What you should do: Can you pull out each line of the data below that includes the word "white"?

Data supplied:
═══

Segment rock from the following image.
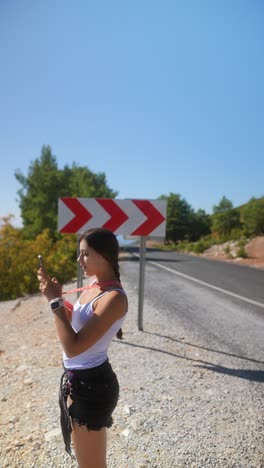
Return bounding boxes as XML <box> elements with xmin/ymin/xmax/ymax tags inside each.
<box><xmin>14</xmin><ymin>440</ymin><xmax>25</xmax><ymax>447</ymax></box>
<box><xmin>121</xmin><ymin>428</ymin><xmax>130</xmax><ymax>437</ymax></box>
<box><xmin>11</xmin><ymin>299</ymin><xmax>21</xmax><ymax>310</ymax></box>
<box><xmin>23</xmin><ymin>378</ymin><xmax>33</xmax><ymax>385</ymax></box>
<box><xmin>17</xmin><ymin>364</ymin><xmax>30</xmax><ymax>371</ymax></box>
<box><xmin>123</xmin><ymin>405</ymin><xmax>131</xmax><ymax>415</ymax></box>
<box><xmin>9</xmin><ymin>416</ymin><xmax>19</xmax><ymax>423</ymax></box>
<box><xmin>44</xmin><ymin>428</ymin><xmax>61</xmax><ymax>442</ymax></box>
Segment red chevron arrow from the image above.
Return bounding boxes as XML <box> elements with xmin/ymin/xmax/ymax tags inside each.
<box><xmin>60</xmin><ymin>198</ymin><xmax>92</xmax><ymax>233</ymax></box>
<box><xmin>97</xmin><ymin>198</ymin><xmax>129</xmax><ymax>231</ymax></box>
<box><xmin>131</xmin><ymin>200</ymin><xmax>165</xmax><ymax>236</ymax></box>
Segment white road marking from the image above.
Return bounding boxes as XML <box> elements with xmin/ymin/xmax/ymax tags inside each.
<box><xmin>147</xmin><ymin>260</ymin><xmax>264</xmax><ymax>309</ymax></box>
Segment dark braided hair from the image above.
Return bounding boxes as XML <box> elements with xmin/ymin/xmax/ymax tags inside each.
<box><xmin>79</xmin><ymin>228</ymin><xmax>124</xmax><ymax>339</ymax></box>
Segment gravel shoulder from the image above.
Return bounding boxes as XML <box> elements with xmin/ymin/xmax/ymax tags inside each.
<box><xmin>0</xmin><ymin>264</ymin><xmax>263</xmax><ymax>467</ymax></box>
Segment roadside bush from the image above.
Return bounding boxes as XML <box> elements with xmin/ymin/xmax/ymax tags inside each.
<box><xmin>192</xmin><ymin>240</ymin><xmax>207</xmax><ymax>254</ymax></box>
<box><xmin>224</xmin><ymin>244</ymin><xmax>231</xmax><ymax>255</ymax></box>
<box><xmin>175</xmin><ymin>240</ymin><xmax>193</xmax><ymax>252</ymax></box>
<box><xmin>0</xmin><ymin>218</ymin><xmax>77</xmax><ymax>300</ymax></box>
<box><xmin>236</xmin><ymin>238</ymin><xmax>248</xmax><ymax>258</ymax></box>
<box><xmin>236</xmin><ymin>246</ymin><xmax>248</xmax><ymax>258</ymax></box>
<box><xmin>48</xmin><ymin>234</ymin><xmax>77</xmax><ymax>284</ymax></box>
<box><xmin>229</xmin><ymin>228</ymin><xmax>244</xmax><ymax>240</ymax></box>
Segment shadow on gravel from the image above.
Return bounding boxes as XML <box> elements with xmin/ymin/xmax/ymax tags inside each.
<box><xmin>194</xmin><ymin>364</ymin><xmax>264</xmax><ymax>382</ymax></box>
<box><xmin>113</xmin><ymin>339</ymin><xmax>184</xmax><ymax>360</ymax></box>
<box><xmin>114</xmin><ymin>335</ymin><xmax>264</xmax><ymax>383</ymax></box>
<box><xmin>144</xmin><ymin>331</ymin><xmax>264</xmax><ymax>365</ymax></box>
<box><xmin>114</xmin><ymin>338</ymin><xmax>226</xmax><ymax>372</ymax></box>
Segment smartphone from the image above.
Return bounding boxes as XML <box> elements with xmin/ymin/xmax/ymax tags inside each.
<box><xmin>38</xmin><ymin>254</ymin><xmax>44</xmax><ymax>268</ymax></box>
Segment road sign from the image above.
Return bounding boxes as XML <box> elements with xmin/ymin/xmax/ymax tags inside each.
<box><xmin>58</xmin><ymin>198</ymin><xmax>167</xmax><ymax>237</ymax></box>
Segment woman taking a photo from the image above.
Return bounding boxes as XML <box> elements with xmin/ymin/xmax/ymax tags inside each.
<box><xmin>37</xmin><ymin>228</ymin><xmax>128</xmax><ymax>468</ymax></box>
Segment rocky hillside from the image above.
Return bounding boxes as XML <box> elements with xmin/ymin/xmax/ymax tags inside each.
<box><xmin>201</xmin><ymin>236</ymin><xmax>264</xmax><ymax>269</ymax></box>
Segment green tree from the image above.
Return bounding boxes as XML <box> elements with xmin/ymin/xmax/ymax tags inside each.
<box><xmin>15</xmin><ymin>145</ymin><xmax>118</xmax><ymax>239</ymax></box>
<box><xmin>15</xmin><ymin>146</ymin><xmax>61</xmax><ymax>239</ymax></box>
<box><xmin>63</xmin><ymin>163</ymin><xmax>114</xmax><ymax>198</ymax></box>
<box><xmin>160</xmin><ymin>193</ymin><xmax>193</xmax><ymax>242</ymax></box>
<box><xmin>189</xmin><ymin>209</ymin><xmax>211</xmax><ymax>241</ymax></box>
<box><xmin>213</xmin><ymin>196</ymin><xmax>233</xmax><ymax>214</ymax></box>
<box><xmin>212</xmin><ymin>196</ymin><xmax>241</xmax><ymax>237</ymax></box>
<box><xmin>241</xmin><ymin>197</ymin><xmax>264</xmax><ymax>236</ymax></box>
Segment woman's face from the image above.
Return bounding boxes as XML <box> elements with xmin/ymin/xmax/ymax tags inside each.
<box><xmin>78</xmin><ymin>239</ymin><xmax>104</xmax><ymax>276</ymax></box>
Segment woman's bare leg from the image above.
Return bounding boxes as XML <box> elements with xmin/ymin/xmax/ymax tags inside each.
<box><xmin>71</xmin><ymin>423</ymin><xmax>107</xmax><ymax>468</ymax></box>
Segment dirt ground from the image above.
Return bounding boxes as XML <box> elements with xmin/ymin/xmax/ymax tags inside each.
<box><xmin>241</xmin><ymin>235</ymin><xmax>264</xmax><ymax>267</ymax></box>
<box><xmin>201</xmin><ymin>236</ymin><xmax>264</xmax><ymax>269</ymax></box>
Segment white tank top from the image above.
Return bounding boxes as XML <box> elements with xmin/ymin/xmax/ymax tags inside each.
<box><xmin>63</xmin><ymin>288</ymin><xmax>127</xmax><ymax>370</ymax></box>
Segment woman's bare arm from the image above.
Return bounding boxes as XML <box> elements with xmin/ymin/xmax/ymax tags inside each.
<box><xmin>52</xmin><ymin>291</ymin><xmax>126</xmax><ymax>357</ymax></box>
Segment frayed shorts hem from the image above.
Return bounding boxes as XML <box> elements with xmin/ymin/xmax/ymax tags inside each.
<box><xmin>70</xmin><ymin>416</ymin><xmax>114</xmax><ymax>431</ymax></box>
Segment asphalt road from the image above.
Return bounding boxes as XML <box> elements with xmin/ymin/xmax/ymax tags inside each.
<box><xmin>120</xmin><ymin>248</ymin><xmax>264</xmax><ymax>366</ymax></box>
<box><xmin>144</xmin><ymin>248</ymin><xmax>264</xmax><ymax>307</ymax></box>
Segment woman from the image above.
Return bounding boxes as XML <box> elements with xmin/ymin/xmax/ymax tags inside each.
<box><xmin>37</xmin><ymin>228</ymin><xmax>128</xmax><ymax>468</ymax></box>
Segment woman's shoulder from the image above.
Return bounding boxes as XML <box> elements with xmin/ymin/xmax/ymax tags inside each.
<box><xmin>93</xmin><ymin>288</ymin><xmax>127</xmax><ymax>318</ymax></box>
<box><xmin>98</xmin><ymin>287</ymin><xmax>127</xmax><ymax>301</ymax></box>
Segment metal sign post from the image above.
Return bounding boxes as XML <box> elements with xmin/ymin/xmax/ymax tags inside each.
<box><xmin>76</xmin><ymin>237</ymin><xmax>83</xmax><ymax>297</ymax></box>
<box><xmin>138</xmin><ymin>237</ymin><xmax>146</xmax><ymax>331</ymax></box>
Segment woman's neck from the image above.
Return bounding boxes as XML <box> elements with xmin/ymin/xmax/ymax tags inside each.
<box><xmin>94</xmin><ymin>274</ymin><xmax>120</xmax><ymax>284</ymax></box>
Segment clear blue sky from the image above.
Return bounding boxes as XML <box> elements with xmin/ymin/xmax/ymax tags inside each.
<box><xmin>1</xmin><ymin>0</ymin><xmax>263</xmax><ymax>226</ymax></box>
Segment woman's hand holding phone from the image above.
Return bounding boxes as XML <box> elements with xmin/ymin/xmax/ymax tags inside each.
<box><xmin>37</xmin><ymin>255</ymin><xmax>62</xmax><ymax>301</ymax></box>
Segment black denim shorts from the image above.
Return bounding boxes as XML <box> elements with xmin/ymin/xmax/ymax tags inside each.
<box><xmin>59</xmin><ymin>359</ymin><xmax>119</xmax><ymax>455</ymax></box>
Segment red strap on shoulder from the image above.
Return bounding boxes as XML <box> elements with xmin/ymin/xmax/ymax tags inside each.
<box><xmin>62</xmin><ymin>280</ymin><xmax>122</xmax><ymax>296</ymax></box>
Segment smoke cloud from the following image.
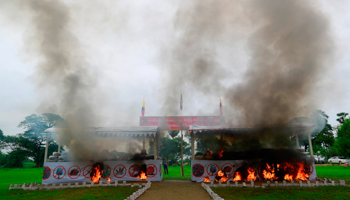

═══

Response:
Segment white road marking from the image above.
Segment white tank top from the image above.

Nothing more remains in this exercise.